• **THE EXERCISE**
Please count the lines in the entries below that contain the word "house" and reply with only that number.

• **RECORD EXTRACTS**
________

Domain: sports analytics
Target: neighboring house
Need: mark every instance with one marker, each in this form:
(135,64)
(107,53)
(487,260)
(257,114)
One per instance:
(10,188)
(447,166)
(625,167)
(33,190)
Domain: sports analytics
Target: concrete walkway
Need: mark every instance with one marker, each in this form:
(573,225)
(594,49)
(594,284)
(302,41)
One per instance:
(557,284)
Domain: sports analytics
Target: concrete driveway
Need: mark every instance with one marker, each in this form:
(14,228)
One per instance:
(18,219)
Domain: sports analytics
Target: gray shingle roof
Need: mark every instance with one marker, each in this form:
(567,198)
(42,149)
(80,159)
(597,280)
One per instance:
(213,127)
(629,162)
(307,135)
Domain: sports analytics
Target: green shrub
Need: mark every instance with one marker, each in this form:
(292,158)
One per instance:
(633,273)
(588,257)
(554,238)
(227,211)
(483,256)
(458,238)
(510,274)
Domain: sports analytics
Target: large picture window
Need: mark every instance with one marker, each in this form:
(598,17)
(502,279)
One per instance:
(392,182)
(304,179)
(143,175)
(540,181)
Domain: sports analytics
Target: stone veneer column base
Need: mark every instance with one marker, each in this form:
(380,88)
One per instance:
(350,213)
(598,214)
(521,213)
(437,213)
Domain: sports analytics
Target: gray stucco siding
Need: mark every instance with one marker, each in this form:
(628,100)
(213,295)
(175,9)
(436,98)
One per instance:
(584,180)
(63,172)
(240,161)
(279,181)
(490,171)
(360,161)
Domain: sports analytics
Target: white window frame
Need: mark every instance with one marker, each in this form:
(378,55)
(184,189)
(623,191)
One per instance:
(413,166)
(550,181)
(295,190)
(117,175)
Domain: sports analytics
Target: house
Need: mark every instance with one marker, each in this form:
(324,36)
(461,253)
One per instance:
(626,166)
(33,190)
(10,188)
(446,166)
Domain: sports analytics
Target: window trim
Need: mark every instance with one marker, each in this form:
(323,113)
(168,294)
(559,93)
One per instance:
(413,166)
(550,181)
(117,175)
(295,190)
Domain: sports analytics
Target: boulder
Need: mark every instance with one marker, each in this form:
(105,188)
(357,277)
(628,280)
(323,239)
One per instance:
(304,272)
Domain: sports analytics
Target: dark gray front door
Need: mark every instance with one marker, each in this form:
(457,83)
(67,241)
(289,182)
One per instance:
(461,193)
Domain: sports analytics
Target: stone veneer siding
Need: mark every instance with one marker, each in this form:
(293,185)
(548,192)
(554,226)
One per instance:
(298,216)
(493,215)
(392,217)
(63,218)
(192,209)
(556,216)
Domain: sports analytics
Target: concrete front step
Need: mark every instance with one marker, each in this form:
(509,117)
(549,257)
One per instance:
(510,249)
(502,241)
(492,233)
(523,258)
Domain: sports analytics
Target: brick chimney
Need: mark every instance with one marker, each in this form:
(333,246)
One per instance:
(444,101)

________

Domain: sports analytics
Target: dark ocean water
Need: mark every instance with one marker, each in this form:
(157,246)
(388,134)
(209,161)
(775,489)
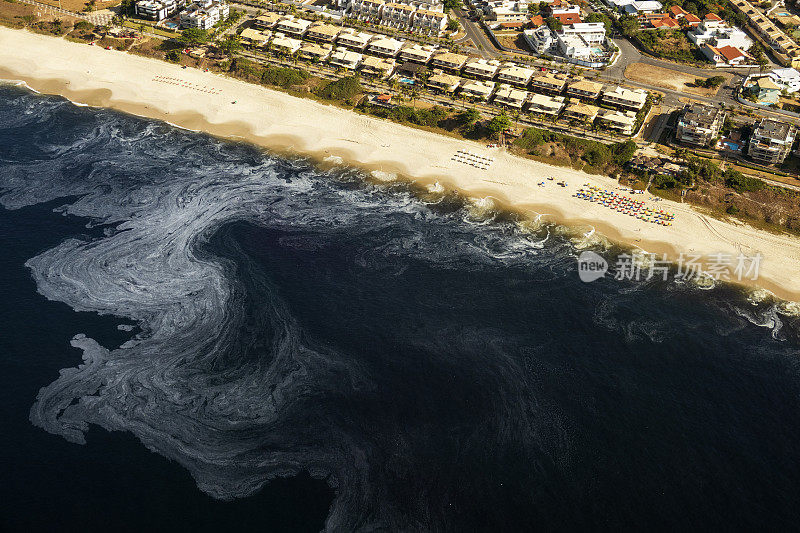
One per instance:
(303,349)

________

• **ANSWER BELOW**
2